DATA FOR THIS EXERCISE:

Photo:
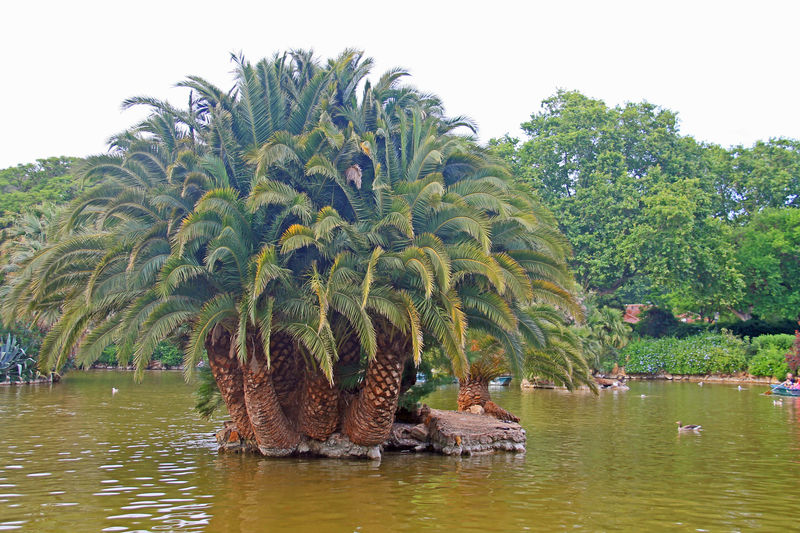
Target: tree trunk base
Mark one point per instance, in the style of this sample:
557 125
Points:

* * *

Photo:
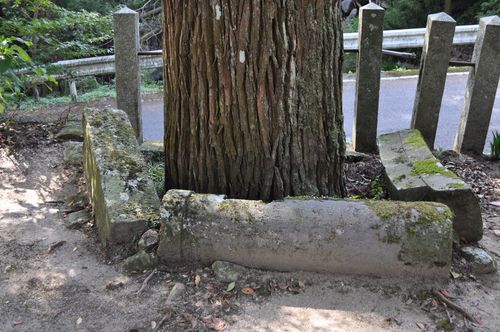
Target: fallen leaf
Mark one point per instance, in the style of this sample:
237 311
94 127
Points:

==

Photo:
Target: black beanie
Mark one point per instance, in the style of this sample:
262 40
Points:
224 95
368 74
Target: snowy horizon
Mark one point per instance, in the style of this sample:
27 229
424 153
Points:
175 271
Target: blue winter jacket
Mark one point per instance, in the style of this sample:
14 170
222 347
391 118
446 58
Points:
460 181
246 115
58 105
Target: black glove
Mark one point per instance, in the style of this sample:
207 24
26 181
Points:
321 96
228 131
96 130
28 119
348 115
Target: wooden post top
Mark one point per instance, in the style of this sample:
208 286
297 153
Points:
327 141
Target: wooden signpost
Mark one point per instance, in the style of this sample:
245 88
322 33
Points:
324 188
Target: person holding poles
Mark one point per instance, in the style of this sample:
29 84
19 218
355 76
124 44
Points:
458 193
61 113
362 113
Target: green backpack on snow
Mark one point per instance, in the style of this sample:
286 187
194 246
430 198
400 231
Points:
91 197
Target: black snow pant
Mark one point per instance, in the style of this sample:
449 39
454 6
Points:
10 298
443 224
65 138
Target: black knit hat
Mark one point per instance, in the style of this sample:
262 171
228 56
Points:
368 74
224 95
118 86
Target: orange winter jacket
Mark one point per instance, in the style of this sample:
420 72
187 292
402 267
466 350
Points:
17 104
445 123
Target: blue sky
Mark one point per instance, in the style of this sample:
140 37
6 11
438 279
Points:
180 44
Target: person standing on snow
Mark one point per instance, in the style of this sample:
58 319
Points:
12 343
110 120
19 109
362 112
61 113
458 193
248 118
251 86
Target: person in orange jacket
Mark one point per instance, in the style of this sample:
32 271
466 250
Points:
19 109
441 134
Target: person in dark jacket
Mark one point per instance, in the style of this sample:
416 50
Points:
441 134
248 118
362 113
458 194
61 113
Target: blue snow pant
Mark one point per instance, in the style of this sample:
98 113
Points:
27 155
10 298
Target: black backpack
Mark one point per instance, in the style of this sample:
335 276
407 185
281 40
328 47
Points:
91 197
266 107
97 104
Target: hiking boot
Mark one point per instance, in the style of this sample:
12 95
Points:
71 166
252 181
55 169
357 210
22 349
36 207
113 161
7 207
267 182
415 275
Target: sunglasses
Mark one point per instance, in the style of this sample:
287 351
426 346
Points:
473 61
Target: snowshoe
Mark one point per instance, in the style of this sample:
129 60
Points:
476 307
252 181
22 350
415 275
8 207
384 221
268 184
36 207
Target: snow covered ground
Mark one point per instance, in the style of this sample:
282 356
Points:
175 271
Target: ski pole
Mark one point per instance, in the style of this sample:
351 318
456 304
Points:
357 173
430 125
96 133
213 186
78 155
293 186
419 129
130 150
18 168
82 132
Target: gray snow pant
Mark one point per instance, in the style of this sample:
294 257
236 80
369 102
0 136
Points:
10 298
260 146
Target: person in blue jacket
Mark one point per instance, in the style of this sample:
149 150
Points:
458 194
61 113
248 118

WRITTEN REQUEST: Extract every line of the data above that contains the word "black". Matching is case-sensitive.

WRITTEN RESPONSE:
Target: black beanie
Target: black glove
Target: black snow pant
Target: black knit hat
Target: black backpack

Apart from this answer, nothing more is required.